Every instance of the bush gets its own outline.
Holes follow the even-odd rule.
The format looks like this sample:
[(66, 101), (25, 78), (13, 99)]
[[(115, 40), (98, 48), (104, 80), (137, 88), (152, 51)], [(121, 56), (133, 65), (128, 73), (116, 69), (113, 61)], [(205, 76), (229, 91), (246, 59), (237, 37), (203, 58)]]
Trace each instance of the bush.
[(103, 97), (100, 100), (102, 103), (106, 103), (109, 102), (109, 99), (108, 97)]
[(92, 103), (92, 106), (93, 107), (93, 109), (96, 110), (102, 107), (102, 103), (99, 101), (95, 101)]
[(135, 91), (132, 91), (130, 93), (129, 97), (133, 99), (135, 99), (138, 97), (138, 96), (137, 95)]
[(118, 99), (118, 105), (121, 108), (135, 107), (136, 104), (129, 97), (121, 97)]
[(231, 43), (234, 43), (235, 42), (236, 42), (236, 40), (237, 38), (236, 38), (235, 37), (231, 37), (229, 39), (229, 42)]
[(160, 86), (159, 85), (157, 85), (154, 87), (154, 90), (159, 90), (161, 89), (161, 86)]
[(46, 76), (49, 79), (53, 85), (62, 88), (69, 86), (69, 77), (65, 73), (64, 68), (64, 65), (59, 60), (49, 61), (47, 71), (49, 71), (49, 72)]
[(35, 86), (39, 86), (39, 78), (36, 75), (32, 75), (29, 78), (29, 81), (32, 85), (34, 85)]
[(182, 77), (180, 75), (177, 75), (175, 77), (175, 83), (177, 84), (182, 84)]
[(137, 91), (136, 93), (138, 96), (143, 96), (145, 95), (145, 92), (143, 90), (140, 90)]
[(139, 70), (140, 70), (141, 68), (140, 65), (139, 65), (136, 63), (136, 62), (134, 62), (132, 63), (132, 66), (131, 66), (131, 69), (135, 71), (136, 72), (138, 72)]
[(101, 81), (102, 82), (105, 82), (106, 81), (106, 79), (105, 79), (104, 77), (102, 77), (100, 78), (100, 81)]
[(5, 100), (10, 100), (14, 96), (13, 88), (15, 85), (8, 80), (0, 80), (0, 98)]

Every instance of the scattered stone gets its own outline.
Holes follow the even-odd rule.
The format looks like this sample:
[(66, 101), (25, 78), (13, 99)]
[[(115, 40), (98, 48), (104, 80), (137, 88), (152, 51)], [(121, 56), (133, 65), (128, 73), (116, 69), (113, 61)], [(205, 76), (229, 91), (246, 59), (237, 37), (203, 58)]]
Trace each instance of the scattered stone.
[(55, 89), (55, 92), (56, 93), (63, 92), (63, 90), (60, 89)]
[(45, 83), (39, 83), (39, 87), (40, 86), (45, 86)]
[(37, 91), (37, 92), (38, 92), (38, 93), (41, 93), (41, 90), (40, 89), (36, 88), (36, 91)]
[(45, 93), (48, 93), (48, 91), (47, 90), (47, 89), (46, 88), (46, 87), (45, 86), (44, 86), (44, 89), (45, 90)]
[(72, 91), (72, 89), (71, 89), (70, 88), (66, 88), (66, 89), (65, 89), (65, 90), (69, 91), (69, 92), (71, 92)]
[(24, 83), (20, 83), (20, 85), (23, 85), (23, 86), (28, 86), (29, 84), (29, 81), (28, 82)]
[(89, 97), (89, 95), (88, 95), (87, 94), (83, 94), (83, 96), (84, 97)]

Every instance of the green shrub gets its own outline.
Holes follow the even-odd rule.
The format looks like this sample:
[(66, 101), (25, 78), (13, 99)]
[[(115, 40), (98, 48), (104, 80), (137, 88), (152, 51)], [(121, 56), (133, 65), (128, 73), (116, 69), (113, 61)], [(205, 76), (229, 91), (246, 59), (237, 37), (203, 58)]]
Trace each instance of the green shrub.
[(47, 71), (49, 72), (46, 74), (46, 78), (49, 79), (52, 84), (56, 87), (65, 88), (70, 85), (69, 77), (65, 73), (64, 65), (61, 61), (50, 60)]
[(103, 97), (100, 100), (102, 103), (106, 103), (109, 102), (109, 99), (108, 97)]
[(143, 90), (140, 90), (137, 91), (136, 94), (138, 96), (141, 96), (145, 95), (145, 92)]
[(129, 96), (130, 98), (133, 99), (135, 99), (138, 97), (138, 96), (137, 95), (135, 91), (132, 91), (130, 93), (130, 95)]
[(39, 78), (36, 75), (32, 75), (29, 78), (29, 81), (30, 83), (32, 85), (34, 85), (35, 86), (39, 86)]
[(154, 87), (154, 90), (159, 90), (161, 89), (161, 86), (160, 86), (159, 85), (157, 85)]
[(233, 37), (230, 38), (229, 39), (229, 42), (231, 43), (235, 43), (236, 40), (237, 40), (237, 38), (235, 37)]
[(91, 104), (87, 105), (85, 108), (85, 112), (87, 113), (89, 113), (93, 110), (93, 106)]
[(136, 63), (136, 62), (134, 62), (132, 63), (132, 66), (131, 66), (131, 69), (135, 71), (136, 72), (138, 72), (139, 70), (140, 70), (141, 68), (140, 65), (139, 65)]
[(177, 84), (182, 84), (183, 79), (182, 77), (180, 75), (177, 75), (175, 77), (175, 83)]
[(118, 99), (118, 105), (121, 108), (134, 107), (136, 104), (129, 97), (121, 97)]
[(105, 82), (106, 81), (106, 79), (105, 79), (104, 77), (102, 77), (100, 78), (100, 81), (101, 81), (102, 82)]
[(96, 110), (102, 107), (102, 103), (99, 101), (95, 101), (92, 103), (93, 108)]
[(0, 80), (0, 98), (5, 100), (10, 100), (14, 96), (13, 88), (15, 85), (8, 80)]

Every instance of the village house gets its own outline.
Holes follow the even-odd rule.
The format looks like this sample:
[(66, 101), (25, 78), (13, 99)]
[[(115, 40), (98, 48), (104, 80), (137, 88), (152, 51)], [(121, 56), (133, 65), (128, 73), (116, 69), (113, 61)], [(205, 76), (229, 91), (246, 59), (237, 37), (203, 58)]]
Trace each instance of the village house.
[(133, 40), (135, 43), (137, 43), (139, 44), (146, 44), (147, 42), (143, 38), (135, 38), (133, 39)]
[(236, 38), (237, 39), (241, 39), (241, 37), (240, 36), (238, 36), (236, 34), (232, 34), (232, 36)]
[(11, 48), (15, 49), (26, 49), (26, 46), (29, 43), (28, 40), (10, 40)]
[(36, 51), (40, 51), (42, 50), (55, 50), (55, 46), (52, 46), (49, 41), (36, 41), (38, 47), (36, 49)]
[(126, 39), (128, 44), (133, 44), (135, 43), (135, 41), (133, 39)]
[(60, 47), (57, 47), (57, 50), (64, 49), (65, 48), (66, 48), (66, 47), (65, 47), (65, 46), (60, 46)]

####################

*COSA SI RICHIEDE*
Trasforma tutte le righe dei record qui sopra in una tabella Markdown con le colonne «Numero» e «Riga del record», una riga della tabella per ciascuna riga. Tralascia le righe vuote.

*RISULTATO DELL'ESERCIZIO*
| Numero | Riga del record |
|---|---|
| 1 | Every instance of the bush gets its own outline. |
| 2 | Holes follow the even-odd rule. |
| 3 | The format looks like this sample: |
| 4 | [(66, 101), (25, 78), (13, 99)] |
| 5 | [[(115, 40), (98, 48), (104, 80), (137, 88), (152, 51)], [(121, 56), (133, 65), (128, 73), (116, 69), (113, 61)], [(205, 76), (229, 91), (246, 59), (237, 37), (203, 58)]] |
| 6 | Trace each instance of the bush. |
| 7 | [(103, 97), (100, 100), (102, 103), (106, 103), (109, 102), (109, 99), (108, 97)] |
| 8 | [(92, 103), (92, 106), (93, 107), (93, 109), (96, 110), (102, 107), (102, 103), (99, 101), (95, 101)] |
| 9 | [(135, 91), (132, 91), (130, 93), (129, 97), (133, 99), (135, 99), (138, 97), (138, 96), (137, 95)] |
| 10 | [(118, 99), (118, 105), (121, 108), (135, 107), (136, 104), (129, 97), (121, 97)] |
| 11 | [(231, 43), (234, 43), (235, 42), (236, 42), (236, 40), (237, 38), (236, 38), (235, 37), (231, 37), (229, 39), (229, 42)] |
| 12 | [(160, 86), (159, 85), (157, 85), (154, 87), (154, 90), (159, 90), (161, 89), (161, 86)] |
| 13 | [(46, 76), (49, 79), (53, 85), (62, 88), (69, 86), (69, 77), (65, 73), (64, 68), (64, 65), (59, 60), (49, 61), (47, 71), (49, 71), (49, 72)] |
| 14 | [(35, 86), (39, 86), (39, 78), (36, 75), (32, 75), (29, 78), (29, 81), (32, 85), (34, 85)] |
| 15 | [(182, 77), (180, 75), (177, 75), (175, 77), (175, 83), (177, 84), (182, 84)] |
| 16 | [(137, 91), (136, 93), (138, 96), (143, 96), (145, 95), (145, 92), (143, 90), (140, 90)] |
| 17 | [(139, 70), (140, 70), (141, 68), (140, 65), (139, 65), (136, 63), (136, 62), (134, 62), (132, 63), (132, 66), (131, 66), (131, 69), (135, 71), (136, 72), (138, 72)] |
| 18 | [(101, 81), (102, 82), (105, 82), (106, 81), (106, 79), (105, 79), (104, 77), (102, 77), (100, 78), (100, 81)] |
| 19 | [(5, 100), (10, 100), (14, 96), (13, 88), (15, 85), (8, 80), (0, 80), (0, 98)] |
| 20 | Every instance of the scattered stone gets its own outline. |
| 21 | Holes follow the even-odd rule. |
| 22 | The format looks like this sample: |
| 23 | [(66, 101), (25, 78), (13, 99)] |
| 24 | [[(115, 40), (98, 48), (104, 80), (137, 88), (152, 51)], [(121, 56), (133, 65), (128, 73), (116, 69), (113, 61)], [(205, 76), (229, 91), (246, 59), (237, 37), (203, 58)]] |
| 25 | Trace each instance of the scattered stone. |
| 26 | [(55, 89), (55, 92), (56, 93), (63, 92), (63, 90), (60, 89)] |
| 27 | [(45, 83), (39, 83), (39, 87), (40, 86), (45, 86)] |
| 28 | [(37, 91), (37, 92), (38, 92), (38, 93), (41, 93), (41, 90), (40, 89), (36, 88), (36, 91)] |
| 29 | [(45, 93), (48, 93), (48, 91), (47, 90), (47, 89), (46, 88), (46, 87), (45, 86), (44, 86), (44, 89), (45, 90)] |
| 30 | [(72, 91), (72, 89), (71, 89), (70, 88), (66, 88), (66, 89), (65, 89), (65, 90), (69, 91), (69, 92), (71, 92)] |
| 31 | [(24, 83), (20, 83), (20, 85), (23, 85), (23, 86), (28, 86), (29, 84), (29, 81), (28, 82)] |
| 32 | [(89, 97), (89, 95), (88, 95), (87, 94), (83, 94), (83, 96), (84, 97)] |
| 33 | Every instance of the green shrub gets its own outline. |
| 34 | Holes follow the even-odd rule. |
| 35 | The format looks like this sample: |
| 36 | [(66, 101), (25, 78), (13, 99)] |
| 37 | [[(115, 40), (98, 48), (104, 80), (137, 88), (152, 51)], [(121, 56), (133, 65), (128, 73), (116, 69), (113, 61)], [(205, 76), (229, 91), (246, 59), (237, 37), (203, 58)]] |
| 38 | Trace each instance of the green shrub. |
| 39 | [(47, 71), (49, 72), (46, 74), (46, 78), (49, 79), (52, 84), (56, 87), (65, 88), (70, 85), (69, 77), (65, 73), (64, 65), (61, 61), (50, 60)] |
| 40 | [(103, 97), (100, 100), (102, 103), (106, 103), (109, 102), (109, 99), (108, 97)] |
| 41 | [(143, 90), (140, 90), (137, 91), (136, 94), (138, 96), (141, 96), (145, 95), (145, 92)] |
| 42 | [(129, 96), (130, 98), (133, 99), (135, 99), (138, 97), (138, 96), (137, 95), (135, 91), (132, 91), (130, 93), (130, 95)] |
| 43 | [(39, 78), (36, 75), (32, 75), (29, 78), (29, 81), (30, 83), (32, 85), (34, 85), (35, 86), (39, 86)] |
| 44 | [(154, 87), (154, 90), (159, 90), (161, 89), (161, 86), (160, 86), (159, 85), (157, 85)] |
| 45 | [(233, 37), (230, 38), (229, 39), (229, 42), (231, 43), (235, 43), (236, 40), (237, 40), (237, 38), (235, 37)] |
| 46 | [(91, 104), (87, 105), (85, 108), (85, 112), (87, 113), (89, 113), (93, 110), (93, 106)] |
| 47 | [(136, 63), (136, 62), (134, 62), (132, 63), (132, 66), (131, 66), (131, 69), (135, 71), (136, 72), (138, 72), (139, 70), (140, 70), (141, 68), (140, 65), (139, 65)] |
| 48 | [(177, 84), (182, 84), (183, 79), (182, 77), (180, 75), (177, 75), (175, 77), (175, 83)] |
| 49 | [(118, 99), (118, 105), (121, 108), (134, 107), (136, 104), (129, 97), (121, 97)] |
| 50 | [(105, 82), (106, 81), (106, 79), (105, 79), (104, 77), (102, 77), (100, 78), (100, 81), (101, 81), (102, 82)] |
| 51 | [(96, 110), (102, 107), (102, 103), (99, 101), (95, 101), (92, 103), (93, 108)] |
| 52 | [(0, 80), (0, 98), (5, 100), (10, 100), (14, 96), (13, 88), (15, 85), (8, 80)] |
| 53 | Every instance of the village house gets its own outline. |
| 54 | Holes follow the even-odd rule. |
| 55 | The format looks like this sample: |
| 56 | [(66, 101), (25, 78), (13, 99)] |
| 57 | [[(115, 40), (98, 48), (104, 80), (137, 88), (152, 51)], [(121, 56), (133, 65), (128, 73), (116, 69), (113, 61)], [(205, 76), (229, 91), (246, 59), (237, 37), (203, 58)]] |
| 58 | Trace each instance of the village house. |
| 59 | [(133, 40), (135, 43), (137, 43), (139, 44), (146, 44), (147, 42), (143, 38), (135, 38), (133, 39)] |
| 60 | [(236, 38), (237, 39), (241, 39), (241, 37), (240, 36), (238, 36), (236, 34), (232, 34), (232, 36)] |
| 61 | [(11, 48), (15, 49), (26, 49), (26, 46), (29, 43), (28, 40), (10, 40)] |
| 62 | [(36, 51), (40, 51), (42, 50), (55, 50), (55, 46), (52, 46), (49, 41), (36, 41), (38, 47), (36, 49)] |
| 63 | [(126, 39), (128, 44), (133, 44), (135, 43), (135, 41), (133, 39)] |
| 64 | [(60, 47), (57, 47), (57, 50), (64, 49), (65, 48), (66, 48), (66, 47), (65, 47), (65, 46), (60, 46)] |